Exercise brief
Translate this sentence from the article on Alzheimer's drug therapy and primary progressive aphasia into Spanish: "PPA, a form of dementia impairing areas of communication like speech and language, is often diagnosed before age 65, worsening over time."
##### Selected extract #####
Alzheimer’s drug therapy may also treat primary progressive aphasia
A new study has found that a commonly used type of drug therapy for Alzheimer’s disease may also efficiently treat Primary Progressive Aphasia (PPA), according to a team of researchers at Northwestern University Feinberg School of Medicine.
PPA, a form of dementia impairing areas of communication like speech and language, is often diagnosed before age 65, worsening over time.
“PPA is a devastating dementia. Patients are essentially intact in all other areas except their language for many years, and they feel this loss acutely,” said Changiz Geula, an author of the study.
To help reduce symptoms of Alzheimer’s, patients are given a class of drugs called cholinesterase inhibitors, which blocks acetylcholine, a neurotransmitter responsible for learning and memory. In the study, researchers uncovered that patients with PPA experience a similar decrease in cholinergic neurons and axons in the forebrain compared to patients with Alzheimer’s, leading to the possibility that cholinesterase inhibitors may provide beneficiary effects.
For this study, researchers focused on a particular type of PPA exhibiting the plaques and tangles, a typical Alzheimer’s pathology. Patients with this type of PPA generally did not receive cholinesterase inhibitors nor participated in clinical trials.
“That’s why our study is so important for patients. No one knew before that this cholinergic system is devasted in patients with PPA associated with Alzheimer’s but we’ve now demonstrated that and have justified the need for clinical trials with this therapy.”
“The findings provide the basic scientific foundation to spur a clinical trial to test the treatment on patients with PPA,” Geula added.
##### Study material #####
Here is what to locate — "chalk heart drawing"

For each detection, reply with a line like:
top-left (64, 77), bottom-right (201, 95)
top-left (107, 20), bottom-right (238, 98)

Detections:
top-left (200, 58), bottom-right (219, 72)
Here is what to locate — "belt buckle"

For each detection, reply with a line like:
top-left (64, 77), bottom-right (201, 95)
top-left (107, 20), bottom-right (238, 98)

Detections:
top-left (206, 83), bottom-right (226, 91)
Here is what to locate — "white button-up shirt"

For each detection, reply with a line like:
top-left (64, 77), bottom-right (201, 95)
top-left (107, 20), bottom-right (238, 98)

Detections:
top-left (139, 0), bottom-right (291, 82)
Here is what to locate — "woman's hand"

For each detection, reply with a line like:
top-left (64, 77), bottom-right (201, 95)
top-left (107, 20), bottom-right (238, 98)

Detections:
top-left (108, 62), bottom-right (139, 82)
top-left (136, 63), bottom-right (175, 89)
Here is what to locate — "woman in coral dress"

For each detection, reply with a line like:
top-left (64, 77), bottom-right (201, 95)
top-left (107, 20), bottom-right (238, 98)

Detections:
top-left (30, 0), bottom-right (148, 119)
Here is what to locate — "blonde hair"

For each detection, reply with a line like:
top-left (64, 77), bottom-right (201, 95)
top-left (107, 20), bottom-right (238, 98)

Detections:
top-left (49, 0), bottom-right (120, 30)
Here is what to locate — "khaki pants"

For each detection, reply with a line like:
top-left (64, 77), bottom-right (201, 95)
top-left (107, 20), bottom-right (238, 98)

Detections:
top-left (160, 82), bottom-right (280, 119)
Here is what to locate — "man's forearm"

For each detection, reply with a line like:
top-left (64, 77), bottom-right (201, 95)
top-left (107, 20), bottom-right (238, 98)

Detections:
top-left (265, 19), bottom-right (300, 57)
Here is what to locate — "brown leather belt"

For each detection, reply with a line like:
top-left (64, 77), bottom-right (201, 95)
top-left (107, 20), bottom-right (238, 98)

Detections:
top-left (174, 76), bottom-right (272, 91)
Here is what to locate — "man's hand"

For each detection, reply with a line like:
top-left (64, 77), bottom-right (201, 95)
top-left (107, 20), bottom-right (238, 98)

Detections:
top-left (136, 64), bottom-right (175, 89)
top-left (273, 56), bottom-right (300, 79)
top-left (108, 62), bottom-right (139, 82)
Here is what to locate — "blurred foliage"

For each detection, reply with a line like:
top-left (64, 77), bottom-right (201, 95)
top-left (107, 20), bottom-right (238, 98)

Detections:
#####
Your solution
La PPA, una forma de demencia que afecta áreas de la comunicación como el habla y el lenguaje, suele diagnosticarse antes de los 65 años y empeora con el tiempo.